● Énoncé: Recopiez à l'identique toutes les lignes de l'ensemble des enregistrements ci-dessous.
**********
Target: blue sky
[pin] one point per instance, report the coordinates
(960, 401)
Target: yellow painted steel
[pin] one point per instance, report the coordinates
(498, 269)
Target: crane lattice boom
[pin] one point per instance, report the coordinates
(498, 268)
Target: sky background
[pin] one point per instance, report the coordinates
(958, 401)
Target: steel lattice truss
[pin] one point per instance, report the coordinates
**********
● Résultat obtenu:
Target: blue sky
[pin] one point per instance, report the coordinates
(960, 401)
Target: yellow painted steel
[pin] one point per instance, report the coordinates
(498, 269)
Target: crane lattice boom
[pin] one point per instance, report the coordinates
(498, 268)
Target: sky background
[pin] one point per instance, report the coordinates
(958, 401)
Target: steel lattice truss
[pin] one point per instance, report the coordinates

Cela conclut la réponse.